TEXT BLOCK.
· · ·
Zarog case continues

Zarog’s head injury; Photo credit: Free use

Friday, December 18, 2020, 11:31 Yitzhar resident Neria Zarog made headlines when he refused to leave his home and his family after receiving an administrative distancing order. To express his unbreakable connection to his land and to passively resist the order, before policemen came to detain him, he chained himself to a large, bulky device in his home. The entire process of Zarog’s detention was recorded by cameras which were placed in his home without the knowledge of the police. The documentation shows that the policemen and the personnel from the fire fighting authority were brutal, caused Zarog pain and moreover injured him. After Zarog was removed from his home, he was detained and taken to the hospital. The following morning the Petah Tikva Magistrates Court rejected the police request to extend his remand and ordered him released to house arrest. See here for more details about this case and here for more cases about Neriya Zarog.
· · ·
YOUR OBJECTIVE.
Continue the report on the Zarog case after its final sentence.
· · ·
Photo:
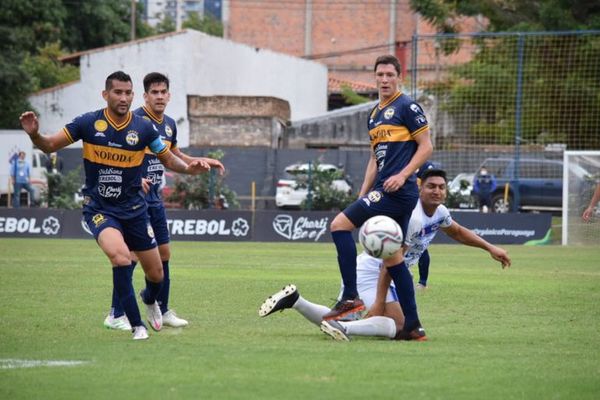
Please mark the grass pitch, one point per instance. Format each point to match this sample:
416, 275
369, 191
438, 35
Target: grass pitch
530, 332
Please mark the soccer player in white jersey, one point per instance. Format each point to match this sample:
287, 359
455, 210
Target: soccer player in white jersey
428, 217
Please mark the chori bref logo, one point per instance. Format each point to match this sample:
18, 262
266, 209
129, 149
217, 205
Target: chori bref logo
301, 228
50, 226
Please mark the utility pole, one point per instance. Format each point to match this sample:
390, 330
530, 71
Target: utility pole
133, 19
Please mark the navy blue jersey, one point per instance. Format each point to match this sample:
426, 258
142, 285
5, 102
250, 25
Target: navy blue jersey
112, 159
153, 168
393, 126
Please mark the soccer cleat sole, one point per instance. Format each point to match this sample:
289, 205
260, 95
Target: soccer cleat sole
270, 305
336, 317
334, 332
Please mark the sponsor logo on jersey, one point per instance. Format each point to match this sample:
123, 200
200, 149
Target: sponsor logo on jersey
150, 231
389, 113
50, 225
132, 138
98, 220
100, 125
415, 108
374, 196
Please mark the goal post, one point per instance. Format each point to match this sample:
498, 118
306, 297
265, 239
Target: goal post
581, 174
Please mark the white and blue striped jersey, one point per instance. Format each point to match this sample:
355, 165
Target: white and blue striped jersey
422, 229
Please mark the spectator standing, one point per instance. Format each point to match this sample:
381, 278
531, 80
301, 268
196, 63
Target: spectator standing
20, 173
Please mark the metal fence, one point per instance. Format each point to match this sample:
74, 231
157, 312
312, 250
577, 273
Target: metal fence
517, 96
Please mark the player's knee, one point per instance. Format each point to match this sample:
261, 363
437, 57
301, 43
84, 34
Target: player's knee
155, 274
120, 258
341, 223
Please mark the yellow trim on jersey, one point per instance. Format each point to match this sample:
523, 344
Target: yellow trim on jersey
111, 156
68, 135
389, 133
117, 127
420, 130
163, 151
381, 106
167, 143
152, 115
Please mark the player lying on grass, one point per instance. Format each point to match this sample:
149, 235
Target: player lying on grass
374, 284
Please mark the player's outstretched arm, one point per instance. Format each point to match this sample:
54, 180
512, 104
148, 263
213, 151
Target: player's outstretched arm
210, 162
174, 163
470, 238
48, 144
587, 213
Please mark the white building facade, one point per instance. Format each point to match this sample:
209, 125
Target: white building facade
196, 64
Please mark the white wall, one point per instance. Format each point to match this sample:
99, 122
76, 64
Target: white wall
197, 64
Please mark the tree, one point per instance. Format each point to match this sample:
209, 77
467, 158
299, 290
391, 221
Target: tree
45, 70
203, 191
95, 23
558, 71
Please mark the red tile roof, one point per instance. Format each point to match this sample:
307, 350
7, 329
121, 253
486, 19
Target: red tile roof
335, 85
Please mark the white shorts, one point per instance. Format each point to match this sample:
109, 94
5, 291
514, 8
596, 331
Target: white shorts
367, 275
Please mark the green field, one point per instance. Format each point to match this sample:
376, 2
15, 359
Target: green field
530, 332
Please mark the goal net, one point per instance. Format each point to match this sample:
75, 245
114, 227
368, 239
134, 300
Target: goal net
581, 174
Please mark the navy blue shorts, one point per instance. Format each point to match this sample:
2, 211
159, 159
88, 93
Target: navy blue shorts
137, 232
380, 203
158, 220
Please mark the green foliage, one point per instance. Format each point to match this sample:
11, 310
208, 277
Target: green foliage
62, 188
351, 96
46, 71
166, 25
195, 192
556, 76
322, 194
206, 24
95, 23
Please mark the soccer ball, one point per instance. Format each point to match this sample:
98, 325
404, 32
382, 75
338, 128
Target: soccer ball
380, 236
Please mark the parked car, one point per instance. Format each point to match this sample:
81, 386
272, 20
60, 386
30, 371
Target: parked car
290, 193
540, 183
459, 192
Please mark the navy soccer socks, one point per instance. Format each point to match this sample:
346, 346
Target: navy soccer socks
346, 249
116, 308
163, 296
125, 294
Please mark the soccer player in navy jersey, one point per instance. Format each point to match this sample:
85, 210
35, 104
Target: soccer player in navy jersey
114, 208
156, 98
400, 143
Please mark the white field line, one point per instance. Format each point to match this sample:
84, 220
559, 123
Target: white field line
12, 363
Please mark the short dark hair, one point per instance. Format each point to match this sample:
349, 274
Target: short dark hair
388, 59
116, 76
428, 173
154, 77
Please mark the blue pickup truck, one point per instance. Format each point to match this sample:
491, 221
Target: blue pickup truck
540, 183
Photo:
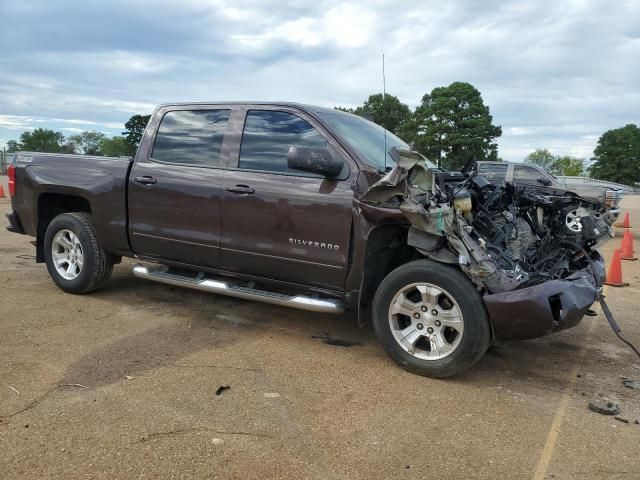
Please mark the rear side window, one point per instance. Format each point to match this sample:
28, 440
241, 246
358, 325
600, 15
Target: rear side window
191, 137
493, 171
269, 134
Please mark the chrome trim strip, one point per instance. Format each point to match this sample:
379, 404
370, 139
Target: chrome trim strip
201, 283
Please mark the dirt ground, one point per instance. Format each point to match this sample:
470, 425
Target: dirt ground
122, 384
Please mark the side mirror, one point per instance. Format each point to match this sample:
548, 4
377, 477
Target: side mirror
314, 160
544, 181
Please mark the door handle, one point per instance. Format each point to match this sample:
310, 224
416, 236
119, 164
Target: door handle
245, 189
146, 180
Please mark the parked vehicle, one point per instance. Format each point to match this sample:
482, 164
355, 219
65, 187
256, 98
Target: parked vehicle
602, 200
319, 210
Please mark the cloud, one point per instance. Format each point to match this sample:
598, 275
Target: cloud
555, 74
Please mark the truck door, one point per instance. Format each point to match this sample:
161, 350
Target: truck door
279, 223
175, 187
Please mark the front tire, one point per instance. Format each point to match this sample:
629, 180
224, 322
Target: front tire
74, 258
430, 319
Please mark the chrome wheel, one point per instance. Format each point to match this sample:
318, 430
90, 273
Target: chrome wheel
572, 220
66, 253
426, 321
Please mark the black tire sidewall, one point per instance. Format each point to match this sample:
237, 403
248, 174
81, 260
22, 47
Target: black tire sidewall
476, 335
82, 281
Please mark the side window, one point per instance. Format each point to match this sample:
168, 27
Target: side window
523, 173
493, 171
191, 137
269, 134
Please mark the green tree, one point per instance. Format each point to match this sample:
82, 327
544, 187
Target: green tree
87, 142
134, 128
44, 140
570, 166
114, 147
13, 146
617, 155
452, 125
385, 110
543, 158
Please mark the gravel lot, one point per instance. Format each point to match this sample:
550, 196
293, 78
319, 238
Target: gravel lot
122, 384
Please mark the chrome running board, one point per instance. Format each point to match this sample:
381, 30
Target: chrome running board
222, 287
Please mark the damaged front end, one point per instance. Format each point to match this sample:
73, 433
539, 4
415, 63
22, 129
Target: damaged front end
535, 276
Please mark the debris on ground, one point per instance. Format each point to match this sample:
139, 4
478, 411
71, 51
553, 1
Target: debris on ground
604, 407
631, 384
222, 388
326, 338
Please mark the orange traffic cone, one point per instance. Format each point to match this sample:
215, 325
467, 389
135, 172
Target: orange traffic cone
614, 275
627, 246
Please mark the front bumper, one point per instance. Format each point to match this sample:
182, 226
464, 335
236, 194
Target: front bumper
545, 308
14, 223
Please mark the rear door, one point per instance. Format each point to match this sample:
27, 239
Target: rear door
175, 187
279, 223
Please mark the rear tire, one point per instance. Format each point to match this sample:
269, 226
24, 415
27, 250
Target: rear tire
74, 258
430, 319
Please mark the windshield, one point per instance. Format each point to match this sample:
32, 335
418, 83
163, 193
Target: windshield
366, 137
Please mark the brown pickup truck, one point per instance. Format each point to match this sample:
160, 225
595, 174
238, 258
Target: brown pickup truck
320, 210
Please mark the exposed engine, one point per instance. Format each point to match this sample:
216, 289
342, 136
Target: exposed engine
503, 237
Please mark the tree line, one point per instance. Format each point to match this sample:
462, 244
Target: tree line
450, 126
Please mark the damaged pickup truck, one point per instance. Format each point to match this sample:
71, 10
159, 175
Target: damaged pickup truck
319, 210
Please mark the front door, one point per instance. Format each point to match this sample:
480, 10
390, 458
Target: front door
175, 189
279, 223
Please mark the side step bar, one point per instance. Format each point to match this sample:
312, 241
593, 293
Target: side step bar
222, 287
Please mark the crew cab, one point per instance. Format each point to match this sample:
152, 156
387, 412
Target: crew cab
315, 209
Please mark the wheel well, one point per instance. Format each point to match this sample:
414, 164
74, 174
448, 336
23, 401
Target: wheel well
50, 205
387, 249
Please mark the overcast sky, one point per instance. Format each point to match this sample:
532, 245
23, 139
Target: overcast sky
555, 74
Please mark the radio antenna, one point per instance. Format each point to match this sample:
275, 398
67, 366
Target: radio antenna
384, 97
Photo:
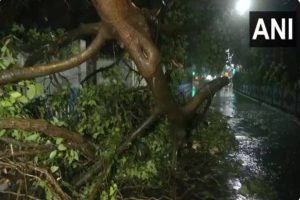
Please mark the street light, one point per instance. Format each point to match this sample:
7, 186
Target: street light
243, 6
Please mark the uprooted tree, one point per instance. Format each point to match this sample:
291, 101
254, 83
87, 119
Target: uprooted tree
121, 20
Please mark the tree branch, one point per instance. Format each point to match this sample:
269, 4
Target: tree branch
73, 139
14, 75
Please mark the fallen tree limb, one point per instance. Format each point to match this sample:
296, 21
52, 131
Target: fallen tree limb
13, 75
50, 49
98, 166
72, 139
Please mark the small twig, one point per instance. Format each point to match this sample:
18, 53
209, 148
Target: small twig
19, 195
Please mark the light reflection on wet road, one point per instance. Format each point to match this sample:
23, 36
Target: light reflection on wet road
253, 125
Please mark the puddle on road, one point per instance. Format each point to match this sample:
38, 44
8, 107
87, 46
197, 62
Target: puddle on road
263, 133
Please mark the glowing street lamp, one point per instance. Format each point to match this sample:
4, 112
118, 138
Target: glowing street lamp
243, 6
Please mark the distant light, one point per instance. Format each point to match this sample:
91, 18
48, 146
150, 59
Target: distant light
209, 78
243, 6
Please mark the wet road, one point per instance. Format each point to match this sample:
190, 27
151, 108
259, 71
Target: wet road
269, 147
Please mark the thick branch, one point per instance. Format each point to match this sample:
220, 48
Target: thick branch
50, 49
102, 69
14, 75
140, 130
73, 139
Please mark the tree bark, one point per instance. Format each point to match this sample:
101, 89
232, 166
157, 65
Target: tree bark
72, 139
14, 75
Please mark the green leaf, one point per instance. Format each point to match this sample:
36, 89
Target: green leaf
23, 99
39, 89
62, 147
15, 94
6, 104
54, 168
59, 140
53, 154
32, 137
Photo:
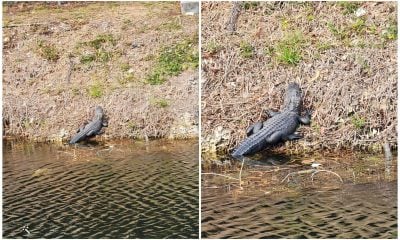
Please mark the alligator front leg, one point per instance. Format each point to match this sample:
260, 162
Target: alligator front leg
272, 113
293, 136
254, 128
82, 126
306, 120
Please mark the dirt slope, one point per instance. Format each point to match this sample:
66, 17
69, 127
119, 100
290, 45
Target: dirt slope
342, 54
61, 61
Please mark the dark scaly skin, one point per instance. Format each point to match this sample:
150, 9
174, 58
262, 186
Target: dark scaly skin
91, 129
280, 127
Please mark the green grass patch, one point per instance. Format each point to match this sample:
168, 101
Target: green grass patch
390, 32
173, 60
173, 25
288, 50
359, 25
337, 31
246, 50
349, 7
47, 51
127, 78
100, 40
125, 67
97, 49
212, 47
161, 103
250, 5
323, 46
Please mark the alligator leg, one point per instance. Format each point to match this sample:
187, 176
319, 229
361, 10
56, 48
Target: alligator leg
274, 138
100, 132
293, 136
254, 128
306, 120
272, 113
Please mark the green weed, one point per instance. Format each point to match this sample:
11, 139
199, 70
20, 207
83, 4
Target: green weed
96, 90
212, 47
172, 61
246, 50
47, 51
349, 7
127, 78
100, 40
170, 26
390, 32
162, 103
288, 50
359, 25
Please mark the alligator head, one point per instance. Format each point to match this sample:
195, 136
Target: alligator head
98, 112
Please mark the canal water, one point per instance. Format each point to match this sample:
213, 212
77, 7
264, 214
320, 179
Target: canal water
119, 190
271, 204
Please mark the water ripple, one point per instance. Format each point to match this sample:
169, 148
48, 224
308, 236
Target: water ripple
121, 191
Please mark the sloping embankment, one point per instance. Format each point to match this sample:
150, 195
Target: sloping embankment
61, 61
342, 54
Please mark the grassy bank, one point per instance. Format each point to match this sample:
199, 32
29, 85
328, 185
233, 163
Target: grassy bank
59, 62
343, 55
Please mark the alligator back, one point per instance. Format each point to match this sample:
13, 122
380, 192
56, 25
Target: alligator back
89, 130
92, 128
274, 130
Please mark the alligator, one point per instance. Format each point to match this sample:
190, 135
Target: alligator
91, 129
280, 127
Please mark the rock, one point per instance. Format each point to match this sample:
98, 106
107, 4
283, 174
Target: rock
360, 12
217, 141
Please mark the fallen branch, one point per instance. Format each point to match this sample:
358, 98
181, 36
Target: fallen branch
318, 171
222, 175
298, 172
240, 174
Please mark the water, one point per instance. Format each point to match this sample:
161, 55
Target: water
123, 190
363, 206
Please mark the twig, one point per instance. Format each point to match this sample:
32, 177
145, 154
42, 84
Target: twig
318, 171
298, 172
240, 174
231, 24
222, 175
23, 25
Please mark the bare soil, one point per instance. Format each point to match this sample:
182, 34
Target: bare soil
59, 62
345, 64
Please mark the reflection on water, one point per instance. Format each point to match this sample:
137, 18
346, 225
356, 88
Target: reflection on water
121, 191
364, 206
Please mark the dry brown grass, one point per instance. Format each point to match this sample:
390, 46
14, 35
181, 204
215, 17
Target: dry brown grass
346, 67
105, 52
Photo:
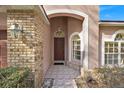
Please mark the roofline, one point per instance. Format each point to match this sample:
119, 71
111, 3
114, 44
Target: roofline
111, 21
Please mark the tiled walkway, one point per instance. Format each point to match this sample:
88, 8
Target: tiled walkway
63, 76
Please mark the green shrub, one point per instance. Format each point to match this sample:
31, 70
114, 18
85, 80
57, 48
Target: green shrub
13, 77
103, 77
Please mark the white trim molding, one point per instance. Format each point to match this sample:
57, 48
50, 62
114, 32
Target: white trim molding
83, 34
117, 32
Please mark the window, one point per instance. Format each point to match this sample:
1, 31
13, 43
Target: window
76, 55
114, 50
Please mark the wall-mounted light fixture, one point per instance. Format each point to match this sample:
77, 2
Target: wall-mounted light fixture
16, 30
· · ·
RESULT OF THIS EXERCISE.
Zarog shortly before his detention; Photo credit: Free use

Currently, in the framework of amending Zarog’s indictment in the case being handled against him in the Petah Tikva Magistrates Court, the extent of the resources invested in detaining him has been revealed: at least 80 policemen, including officers, 21 police vehicles, and two helicopters. According to the prosecution, the cost of enforcing the order was 150,000 NIS, not including court costs and legal fees.
Honenu Attorney Moshe Poleski, who is representing Neriya Zarog: “I have never seen anything like the detailing in the indictment of the cost of enforcing the order. This is an illogical and unacceptable practice. I have never encountered an indictment like this, not even concerning terrorists, in which the number of soldiers who participated in the chase or how many soldiers arrived at the scene of a terror attack is stated. Certainly there is nothing like this in indictments of criminal offenders charged with serious crimes. We have never heard of the police specifying how much the forensic analysis cost and what the salaries of the policemen who took a complaint are. This section [of the charges] is entirely persecution and selective enforcement, which furthermore proves that these are not regular criminal proceedings but rather harassment of Zarog by the authorities.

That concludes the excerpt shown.